§ Your goal: Copy out everything from the line containing "Output form: <point>205,44</point>" down to the line containing "<point>136,55</point>", changing "Query" to "Label" and leaving everything else the same.

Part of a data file
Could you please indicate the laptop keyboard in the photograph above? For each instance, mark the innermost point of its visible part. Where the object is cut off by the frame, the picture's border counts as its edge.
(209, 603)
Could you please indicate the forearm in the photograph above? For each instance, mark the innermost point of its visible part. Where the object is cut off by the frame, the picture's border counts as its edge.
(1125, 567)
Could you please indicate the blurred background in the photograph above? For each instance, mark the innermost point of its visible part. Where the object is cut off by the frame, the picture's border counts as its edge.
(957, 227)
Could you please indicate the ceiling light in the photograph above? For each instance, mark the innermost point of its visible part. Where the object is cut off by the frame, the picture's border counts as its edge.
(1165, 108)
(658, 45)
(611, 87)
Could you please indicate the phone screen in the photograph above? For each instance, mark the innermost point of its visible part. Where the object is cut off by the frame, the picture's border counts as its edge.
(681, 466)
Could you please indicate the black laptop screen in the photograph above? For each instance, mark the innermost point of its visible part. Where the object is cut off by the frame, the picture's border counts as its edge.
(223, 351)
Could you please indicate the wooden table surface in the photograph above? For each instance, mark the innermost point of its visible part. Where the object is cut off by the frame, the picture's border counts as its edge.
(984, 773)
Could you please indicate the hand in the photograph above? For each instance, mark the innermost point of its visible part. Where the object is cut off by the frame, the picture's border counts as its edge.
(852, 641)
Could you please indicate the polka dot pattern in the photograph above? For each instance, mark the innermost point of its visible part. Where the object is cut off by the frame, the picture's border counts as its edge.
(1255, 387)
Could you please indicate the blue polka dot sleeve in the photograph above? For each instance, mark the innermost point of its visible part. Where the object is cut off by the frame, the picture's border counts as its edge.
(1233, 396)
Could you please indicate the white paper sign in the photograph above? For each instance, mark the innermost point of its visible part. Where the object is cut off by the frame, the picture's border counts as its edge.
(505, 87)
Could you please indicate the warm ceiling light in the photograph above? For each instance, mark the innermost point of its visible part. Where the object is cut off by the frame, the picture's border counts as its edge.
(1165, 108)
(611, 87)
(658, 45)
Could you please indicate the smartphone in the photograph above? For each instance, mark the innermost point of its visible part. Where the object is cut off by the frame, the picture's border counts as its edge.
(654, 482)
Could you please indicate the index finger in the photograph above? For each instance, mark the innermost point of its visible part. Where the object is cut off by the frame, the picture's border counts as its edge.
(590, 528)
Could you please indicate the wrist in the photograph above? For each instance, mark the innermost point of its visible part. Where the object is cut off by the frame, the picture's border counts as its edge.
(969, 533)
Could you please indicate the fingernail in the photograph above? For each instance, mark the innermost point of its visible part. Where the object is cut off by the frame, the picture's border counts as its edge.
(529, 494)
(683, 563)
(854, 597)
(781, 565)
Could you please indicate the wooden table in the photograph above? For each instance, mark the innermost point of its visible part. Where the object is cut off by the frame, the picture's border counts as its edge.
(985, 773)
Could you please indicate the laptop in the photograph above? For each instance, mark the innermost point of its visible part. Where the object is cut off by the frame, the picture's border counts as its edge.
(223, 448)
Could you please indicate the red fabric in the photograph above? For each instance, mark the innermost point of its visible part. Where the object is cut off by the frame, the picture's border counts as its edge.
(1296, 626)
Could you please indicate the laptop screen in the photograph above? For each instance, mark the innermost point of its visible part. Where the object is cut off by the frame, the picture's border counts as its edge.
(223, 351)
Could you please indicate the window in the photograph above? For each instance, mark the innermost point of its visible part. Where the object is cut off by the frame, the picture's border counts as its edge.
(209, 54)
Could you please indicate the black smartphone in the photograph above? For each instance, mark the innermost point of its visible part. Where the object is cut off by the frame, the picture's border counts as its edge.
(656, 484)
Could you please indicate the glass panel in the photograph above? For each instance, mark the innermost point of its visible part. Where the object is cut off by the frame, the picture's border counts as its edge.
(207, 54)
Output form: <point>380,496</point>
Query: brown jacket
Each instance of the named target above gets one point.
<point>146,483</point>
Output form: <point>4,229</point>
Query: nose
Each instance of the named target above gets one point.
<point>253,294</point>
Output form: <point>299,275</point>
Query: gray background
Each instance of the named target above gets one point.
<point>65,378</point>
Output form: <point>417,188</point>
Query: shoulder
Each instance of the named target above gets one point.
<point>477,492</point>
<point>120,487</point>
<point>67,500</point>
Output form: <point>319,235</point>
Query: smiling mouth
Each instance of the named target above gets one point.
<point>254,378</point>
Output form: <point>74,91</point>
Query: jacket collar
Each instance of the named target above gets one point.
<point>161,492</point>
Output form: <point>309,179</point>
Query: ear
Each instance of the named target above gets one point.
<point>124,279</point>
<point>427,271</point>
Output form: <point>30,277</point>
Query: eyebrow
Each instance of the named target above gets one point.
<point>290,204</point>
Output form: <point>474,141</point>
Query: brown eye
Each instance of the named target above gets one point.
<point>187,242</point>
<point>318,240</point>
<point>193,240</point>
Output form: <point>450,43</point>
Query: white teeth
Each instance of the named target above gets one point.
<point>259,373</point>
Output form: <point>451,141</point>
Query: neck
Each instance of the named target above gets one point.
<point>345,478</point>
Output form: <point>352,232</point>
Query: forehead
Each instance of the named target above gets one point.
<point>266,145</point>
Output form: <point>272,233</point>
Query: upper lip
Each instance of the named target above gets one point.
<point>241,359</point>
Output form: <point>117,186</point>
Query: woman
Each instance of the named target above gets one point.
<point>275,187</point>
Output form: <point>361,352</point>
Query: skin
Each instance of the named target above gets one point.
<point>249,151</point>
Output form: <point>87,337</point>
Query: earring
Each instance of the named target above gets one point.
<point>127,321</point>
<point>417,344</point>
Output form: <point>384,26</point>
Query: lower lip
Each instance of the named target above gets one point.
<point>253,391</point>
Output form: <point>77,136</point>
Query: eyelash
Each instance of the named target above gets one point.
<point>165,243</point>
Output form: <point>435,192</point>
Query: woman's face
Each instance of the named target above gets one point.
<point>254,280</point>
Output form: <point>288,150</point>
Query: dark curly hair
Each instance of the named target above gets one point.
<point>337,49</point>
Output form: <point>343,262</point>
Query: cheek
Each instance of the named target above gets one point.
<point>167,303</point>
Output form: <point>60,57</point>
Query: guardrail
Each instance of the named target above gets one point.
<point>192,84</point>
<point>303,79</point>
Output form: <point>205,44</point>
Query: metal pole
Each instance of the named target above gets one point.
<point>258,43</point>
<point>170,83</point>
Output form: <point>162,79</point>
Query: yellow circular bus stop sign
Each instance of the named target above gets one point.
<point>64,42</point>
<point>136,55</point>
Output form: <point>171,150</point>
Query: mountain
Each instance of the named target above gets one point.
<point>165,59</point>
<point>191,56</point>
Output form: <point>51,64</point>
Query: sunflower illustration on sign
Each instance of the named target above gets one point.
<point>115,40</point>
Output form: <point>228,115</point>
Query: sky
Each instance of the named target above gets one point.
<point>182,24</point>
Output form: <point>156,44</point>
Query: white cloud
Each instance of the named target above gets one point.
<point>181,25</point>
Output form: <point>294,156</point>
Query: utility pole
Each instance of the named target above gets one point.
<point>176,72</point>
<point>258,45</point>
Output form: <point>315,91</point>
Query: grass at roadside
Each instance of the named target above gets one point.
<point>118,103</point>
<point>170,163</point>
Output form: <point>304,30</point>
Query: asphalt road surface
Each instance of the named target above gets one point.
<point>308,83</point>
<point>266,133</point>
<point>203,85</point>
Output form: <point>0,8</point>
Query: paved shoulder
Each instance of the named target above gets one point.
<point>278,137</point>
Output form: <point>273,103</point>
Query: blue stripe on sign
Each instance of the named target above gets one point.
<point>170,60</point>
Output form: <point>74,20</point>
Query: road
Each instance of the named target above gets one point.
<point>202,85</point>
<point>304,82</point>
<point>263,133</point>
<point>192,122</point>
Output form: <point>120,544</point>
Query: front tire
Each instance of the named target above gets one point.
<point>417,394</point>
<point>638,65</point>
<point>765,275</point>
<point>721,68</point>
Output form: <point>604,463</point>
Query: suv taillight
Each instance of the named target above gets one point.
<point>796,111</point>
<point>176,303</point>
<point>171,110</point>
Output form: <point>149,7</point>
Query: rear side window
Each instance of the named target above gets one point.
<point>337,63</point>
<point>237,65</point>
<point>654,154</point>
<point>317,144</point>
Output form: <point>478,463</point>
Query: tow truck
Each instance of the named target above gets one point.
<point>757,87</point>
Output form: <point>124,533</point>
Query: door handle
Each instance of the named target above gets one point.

§ Final answer:
Output form: <point>205,44</point>
Label: metal pole
Each instance of the named target above gets one point.
<point>258,43</point>
<point>170,83</point>
Output form: <point>162,79</point>
Label: yellow circular bus stop sign
Each instance of the named target above gets one point.
<point>64,42</point>
<point>136,55</point>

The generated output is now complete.